**EXERCISE:** Every line of the listing that contains the word "target" is to be copied out.

------------------------------

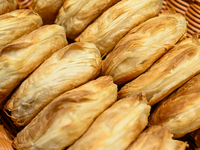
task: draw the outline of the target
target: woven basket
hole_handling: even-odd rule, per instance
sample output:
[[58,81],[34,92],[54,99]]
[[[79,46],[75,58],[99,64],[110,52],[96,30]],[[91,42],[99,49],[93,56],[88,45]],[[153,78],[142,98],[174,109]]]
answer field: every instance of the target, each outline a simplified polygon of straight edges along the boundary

------------------------------

**OUTPUT FOR THIS TASK:**
task: draw the outline of the target
target: woven basket
answer field: every instance of the target, each outline a simplified polygon of straight edges along the boundary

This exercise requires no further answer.